Reproduce every line in the material below that holds "iris".
++++ INPUT DATA ++++
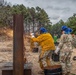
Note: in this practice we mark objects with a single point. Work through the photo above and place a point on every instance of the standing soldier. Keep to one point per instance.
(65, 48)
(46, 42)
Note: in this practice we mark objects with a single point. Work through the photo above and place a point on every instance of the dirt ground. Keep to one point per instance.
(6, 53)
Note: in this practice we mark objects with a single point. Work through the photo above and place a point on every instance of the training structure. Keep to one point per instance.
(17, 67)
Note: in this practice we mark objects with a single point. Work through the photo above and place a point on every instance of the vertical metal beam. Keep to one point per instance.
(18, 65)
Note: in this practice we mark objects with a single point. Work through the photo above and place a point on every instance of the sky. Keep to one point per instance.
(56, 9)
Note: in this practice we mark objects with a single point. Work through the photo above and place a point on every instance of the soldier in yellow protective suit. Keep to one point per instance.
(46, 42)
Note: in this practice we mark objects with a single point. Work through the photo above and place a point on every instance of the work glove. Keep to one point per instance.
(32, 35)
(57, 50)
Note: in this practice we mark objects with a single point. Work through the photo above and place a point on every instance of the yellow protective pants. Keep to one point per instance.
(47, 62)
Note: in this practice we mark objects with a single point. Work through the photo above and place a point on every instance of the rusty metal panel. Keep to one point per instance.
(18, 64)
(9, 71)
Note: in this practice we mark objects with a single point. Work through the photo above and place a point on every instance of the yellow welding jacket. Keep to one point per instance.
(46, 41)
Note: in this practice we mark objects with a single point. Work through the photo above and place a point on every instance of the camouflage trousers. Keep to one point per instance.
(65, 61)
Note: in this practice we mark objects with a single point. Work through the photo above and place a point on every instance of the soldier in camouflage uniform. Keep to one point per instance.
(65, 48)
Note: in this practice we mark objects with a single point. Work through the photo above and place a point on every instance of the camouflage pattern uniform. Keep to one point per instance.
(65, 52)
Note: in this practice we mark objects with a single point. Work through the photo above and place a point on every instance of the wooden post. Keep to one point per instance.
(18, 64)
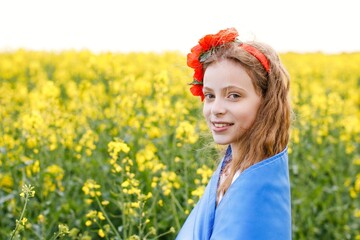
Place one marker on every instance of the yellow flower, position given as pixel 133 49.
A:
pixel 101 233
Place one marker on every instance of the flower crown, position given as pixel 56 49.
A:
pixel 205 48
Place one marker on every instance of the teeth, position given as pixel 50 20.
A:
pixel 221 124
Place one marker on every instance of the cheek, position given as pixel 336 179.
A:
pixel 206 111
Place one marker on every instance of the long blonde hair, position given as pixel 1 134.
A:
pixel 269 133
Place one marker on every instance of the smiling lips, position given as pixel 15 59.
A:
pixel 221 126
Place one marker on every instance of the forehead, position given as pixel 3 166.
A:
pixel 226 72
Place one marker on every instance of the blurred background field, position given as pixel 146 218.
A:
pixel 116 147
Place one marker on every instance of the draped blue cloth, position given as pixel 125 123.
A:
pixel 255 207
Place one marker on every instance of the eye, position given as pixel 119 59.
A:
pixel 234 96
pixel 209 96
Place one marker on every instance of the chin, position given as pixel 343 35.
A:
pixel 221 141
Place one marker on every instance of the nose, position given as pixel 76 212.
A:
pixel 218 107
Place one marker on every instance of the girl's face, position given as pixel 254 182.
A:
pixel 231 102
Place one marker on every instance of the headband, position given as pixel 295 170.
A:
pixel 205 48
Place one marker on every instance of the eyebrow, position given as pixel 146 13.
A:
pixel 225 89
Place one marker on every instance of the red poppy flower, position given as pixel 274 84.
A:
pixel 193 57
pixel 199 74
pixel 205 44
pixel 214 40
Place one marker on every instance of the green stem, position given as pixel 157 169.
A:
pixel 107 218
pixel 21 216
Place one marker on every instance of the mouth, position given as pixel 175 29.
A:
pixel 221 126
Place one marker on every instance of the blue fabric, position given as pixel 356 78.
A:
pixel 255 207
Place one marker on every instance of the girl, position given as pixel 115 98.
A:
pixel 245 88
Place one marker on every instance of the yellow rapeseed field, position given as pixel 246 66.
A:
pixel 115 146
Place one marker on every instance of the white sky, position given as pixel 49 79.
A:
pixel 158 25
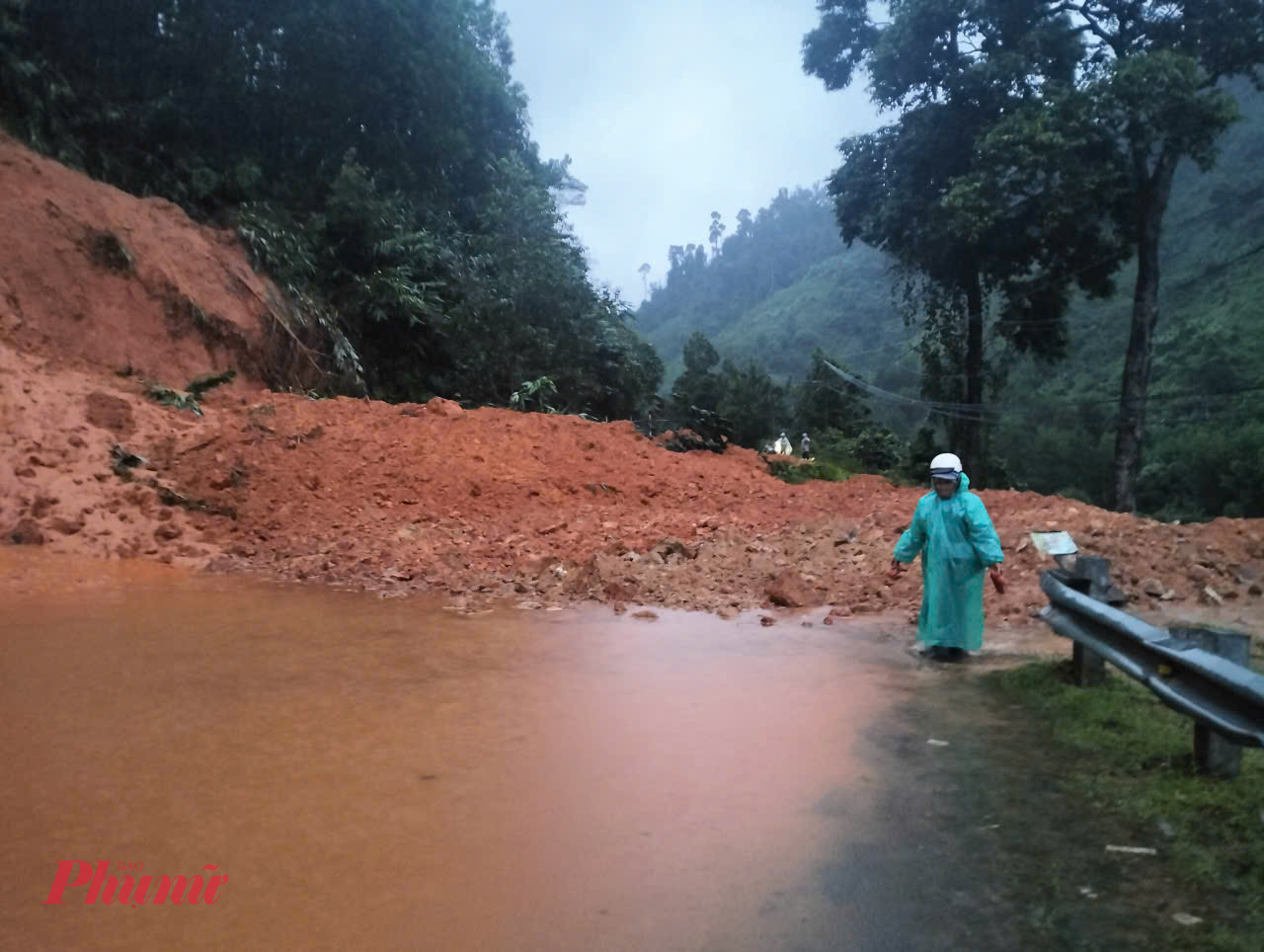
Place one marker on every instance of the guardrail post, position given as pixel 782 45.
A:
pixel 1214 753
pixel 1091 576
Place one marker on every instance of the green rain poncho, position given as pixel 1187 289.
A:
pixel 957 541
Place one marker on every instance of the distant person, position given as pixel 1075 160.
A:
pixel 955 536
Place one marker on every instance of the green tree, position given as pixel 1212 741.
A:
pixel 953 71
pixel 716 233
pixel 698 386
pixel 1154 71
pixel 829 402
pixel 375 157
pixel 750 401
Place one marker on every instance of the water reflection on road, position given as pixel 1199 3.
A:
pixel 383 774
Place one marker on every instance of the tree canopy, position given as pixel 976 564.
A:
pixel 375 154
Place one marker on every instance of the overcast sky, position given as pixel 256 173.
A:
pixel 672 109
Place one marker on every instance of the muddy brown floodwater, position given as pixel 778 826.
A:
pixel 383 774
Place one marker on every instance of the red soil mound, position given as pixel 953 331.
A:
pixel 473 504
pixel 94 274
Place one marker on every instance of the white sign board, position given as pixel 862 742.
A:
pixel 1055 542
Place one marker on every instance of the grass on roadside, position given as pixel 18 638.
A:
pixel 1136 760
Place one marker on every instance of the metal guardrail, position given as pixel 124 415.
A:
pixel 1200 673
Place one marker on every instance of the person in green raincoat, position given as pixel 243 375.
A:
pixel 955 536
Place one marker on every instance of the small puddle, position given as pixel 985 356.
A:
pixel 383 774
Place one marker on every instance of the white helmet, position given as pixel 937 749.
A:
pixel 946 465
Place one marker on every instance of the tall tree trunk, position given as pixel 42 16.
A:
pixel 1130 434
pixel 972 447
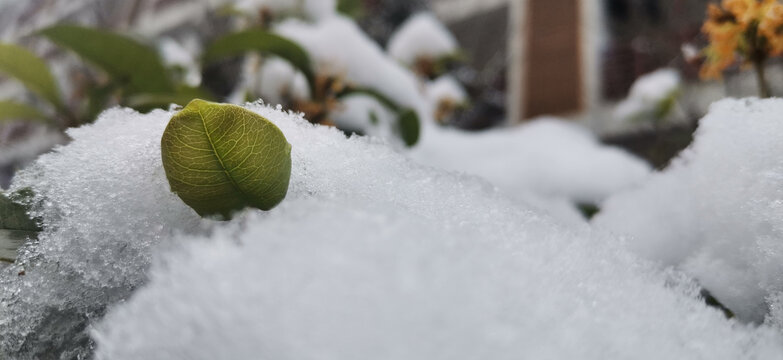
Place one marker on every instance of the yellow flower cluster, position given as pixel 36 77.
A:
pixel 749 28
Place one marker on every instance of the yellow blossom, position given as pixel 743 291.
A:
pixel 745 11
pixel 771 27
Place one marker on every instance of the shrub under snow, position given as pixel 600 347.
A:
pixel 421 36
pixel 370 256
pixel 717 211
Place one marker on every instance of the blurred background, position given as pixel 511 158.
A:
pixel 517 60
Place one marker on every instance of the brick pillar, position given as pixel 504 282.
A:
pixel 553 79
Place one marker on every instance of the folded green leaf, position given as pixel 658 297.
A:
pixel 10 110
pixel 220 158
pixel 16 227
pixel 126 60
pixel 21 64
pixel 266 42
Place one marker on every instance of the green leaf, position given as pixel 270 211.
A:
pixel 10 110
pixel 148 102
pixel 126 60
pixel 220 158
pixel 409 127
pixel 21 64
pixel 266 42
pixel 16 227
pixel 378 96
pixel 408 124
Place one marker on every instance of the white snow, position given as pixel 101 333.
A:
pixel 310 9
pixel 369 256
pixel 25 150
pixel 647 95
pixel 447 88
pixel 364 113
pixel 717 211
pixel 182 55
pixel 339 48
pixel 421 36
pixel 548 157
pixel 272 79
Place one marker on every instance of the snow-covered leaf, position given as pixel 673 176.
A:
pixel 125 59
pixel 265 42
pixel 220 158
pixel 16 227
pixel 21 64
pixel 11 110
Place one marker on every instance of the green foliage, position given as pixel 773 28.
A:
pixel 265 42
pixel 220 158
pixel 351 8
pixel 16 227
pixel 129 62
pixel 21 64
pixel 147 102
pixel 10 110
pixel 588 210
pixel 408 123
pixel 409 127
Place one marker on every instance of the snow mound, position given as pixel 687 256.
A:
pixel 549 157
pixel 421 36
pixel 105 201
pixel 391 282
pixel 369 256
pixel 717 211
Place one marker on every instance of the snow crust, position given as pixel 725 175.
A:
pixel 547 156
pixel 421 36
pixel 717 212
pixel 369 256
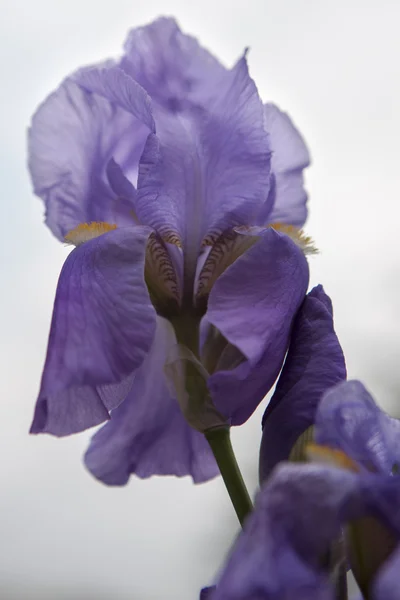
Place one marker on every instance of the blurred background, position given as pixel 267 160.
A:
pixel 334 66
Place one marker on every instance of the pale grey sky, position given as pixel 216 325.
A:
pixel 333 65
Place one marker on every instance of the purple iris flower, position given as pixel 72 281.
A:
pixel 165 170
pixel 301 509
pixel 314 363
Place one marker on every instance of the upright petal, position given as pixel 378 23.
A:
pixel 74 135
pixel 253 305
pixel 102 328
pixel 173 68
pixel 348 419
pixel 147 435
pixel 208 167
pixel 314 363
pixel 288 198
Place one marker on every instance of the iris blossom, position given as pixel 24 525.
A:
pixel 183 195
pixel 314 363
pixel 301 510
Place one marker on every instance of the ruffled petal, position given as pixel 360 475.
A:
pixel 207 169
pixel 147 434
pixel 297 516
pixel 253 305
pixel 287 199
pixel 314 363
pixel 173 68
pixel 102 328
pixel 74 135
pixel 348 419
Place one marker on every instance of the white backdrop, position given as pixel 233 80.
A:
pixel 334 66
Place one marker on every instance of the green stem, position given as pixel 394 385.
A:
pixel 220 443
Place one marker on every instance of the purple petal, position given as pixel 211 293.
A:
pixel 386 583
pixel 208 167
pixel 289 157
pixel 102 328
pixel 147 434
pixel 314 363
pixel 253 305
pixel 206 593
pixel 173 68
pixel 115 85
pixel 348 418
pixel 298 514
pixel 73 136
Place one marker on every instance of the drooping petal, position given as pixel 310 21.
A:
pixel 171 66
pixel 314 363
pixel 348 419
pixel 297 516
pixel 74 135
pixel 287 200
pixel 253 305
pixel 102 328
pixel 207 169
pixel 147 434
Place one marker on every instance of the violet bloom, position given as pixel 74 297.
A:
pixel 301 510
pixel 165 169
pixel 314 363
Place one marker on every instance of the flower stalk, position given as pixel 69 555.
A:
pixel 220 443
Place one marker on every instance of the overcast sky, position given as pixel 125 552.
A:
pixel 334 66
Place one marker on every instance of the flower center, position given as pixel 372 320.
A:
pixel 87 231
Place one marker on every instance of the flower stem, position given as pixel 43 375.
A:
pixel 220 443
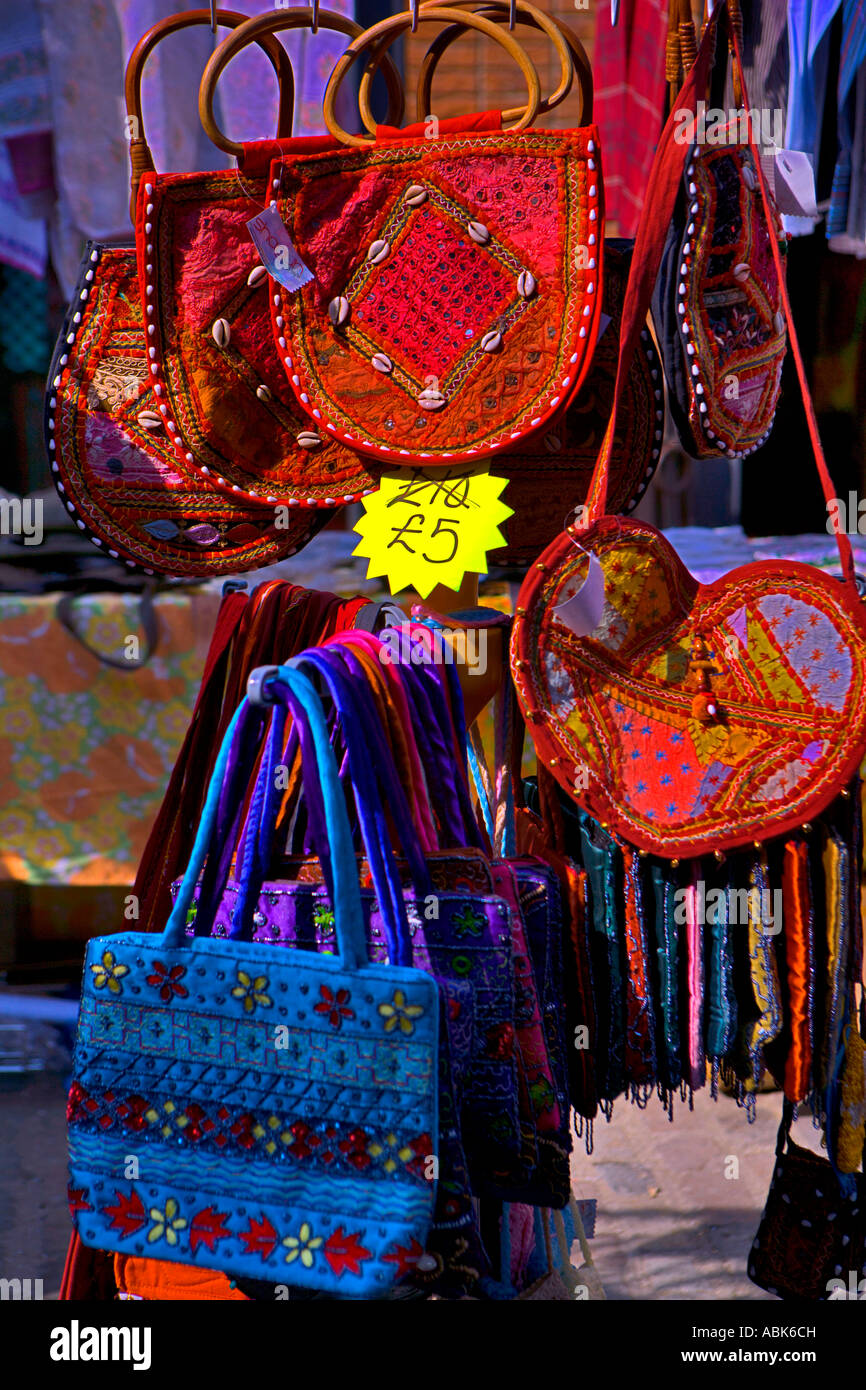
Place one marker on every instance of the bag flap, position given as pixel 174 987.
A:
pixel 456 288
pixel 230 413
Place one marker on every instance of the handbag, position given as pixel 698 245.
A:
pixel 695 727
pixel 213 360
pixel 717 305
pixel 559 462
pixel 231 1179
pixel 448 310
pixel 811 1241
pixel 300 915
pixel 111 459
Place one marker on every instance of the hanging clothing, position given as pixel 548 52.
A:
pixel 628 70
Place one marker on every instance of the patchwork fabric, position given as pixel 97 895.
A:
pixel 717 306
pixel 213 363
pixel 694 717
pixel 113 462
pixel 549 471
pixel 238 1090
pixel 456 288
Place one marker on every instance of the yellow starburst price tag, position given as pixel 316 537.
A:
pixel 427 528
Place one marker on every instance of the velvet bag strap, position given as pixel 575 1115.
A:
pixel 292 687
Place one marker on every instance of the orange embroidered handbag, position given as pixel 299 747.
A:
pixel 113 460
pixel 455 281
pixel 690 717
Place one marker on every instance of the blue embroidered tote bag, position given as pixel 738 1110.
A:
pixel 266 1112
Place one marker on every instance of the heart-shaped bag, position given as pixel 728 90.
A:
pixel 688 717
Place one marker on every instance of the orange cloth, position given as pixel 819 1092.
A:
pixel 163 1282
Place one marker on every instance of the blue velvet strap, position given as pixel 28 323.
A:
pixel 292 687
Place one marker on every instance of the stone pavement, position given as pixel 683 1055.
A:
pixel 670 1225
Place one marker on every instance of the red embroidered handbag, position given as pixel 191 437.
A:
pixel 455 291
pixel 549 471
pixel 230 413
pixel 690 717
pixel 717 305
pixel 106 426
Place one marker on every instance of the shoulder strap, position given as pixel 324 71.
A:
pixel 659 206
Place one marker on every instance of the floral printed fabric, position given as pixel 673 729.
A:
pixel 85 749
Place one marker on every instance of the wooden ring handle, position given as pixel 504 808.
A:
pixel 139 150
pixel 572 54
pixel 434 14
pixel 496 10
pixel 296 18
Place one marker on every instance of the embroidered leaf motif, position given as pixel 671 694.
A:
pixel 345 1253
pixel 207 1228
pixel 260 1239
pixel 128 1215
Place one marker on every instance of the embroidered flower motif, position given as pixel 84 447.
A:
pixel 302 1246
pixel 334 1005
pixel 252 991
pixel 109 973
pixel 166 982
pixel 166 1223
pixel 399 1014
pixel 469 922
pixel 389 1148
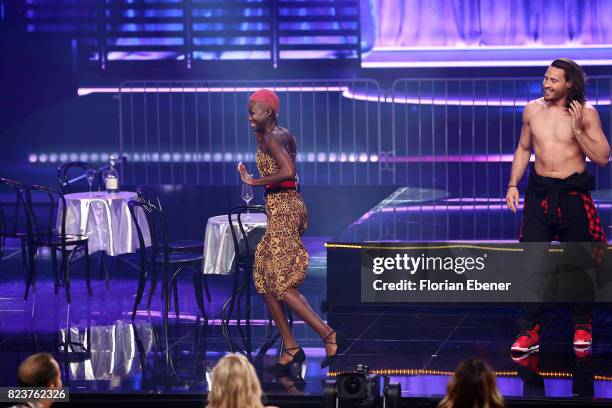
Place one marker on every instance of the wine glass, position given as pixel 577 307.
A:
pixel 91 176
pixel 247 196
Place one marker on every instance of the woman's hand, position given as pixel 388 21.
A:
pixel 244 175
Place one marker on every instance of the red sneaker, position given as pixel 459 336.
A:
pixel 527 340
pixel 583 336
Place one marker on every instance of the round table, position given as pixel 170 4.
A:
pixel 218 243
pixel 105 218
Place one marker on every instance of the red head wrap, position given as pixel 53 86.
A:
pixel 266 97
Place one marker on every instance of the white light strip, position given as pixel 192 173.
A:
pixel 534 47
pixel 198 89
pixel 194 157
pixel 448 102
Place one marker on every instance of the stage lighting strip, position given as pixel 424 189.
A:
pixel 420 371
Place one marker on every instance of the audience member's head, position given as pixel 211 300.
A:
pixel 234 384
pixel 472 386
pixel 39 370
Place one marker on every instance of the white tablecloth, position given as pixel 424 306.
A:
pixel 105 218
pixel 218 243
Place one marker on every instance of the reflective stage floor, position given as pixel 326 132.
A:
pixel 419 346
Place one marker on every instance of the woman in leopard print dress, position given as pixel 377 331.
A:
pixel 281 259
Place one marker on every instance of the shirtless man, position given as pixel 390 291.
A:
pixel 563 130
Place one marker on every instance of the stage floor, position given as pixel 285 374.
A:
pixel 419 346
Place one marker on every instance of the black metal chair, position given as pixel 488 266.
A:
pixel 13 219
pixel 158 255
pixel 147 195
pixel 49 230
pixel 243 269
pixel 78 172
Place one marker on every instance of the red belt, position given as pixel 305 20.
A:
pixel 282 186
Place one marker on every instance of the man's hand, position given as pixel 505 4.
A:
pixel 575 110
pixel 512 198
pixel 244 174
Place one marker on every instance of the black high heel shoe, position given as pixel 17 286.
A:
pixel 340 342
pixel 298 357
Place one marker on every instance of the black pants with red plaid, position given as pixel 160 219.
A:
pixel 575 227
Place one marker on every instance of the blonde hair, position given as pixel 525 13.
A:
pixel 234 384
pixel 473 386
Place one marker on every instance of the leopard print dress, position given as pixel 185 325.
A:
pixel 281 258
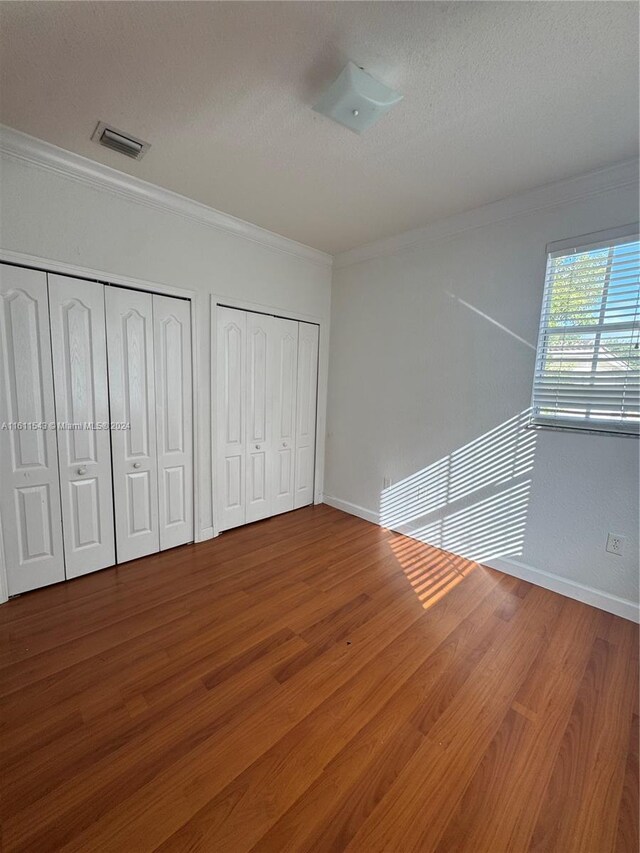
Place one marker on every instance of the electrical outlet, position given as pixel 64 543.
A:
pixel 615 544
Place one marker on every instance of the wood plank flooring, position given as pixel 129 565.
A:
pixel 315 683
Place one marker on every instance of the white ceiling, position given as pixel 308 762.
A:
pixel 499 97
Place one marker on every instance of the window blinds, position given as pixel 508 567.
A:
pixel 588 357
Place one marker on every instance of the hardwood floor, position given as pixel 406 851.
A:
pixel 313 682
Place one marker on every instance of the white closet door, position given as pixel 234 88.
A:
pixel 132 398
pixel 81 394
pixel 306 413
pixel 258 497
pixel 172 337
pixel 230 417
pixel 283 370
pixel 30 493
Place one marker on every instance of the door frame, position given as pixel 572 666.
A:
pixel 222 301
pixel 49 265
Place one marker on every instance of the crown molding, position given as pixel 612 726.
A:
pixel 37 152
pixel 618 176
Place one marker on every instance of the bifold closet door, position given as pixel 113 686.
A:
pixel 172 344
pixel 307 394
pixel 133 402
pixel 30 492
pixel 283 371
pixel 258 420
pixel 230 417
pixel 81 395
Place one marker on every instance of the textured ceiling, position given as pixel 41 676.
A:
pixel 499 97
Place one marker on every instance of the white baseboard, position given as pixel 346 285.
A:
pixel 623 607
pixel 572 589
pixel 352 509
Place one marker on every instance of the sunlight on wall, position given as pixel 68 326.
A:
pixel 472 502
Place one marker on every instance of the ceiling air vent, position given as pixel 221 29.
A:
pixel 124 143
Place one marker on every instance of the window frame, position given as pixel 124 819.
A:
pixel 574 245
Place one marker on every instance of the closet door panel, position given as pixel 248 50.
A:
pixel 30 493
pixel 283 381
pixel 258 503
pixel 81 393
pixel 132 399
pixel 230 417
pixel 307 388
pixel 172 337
++++
REPLY:
Place one marker on every instance of the purple iris flower, position given as pixel 72 281.
Place one marker on every instance of the iris blossom, position given as pixel 24 525.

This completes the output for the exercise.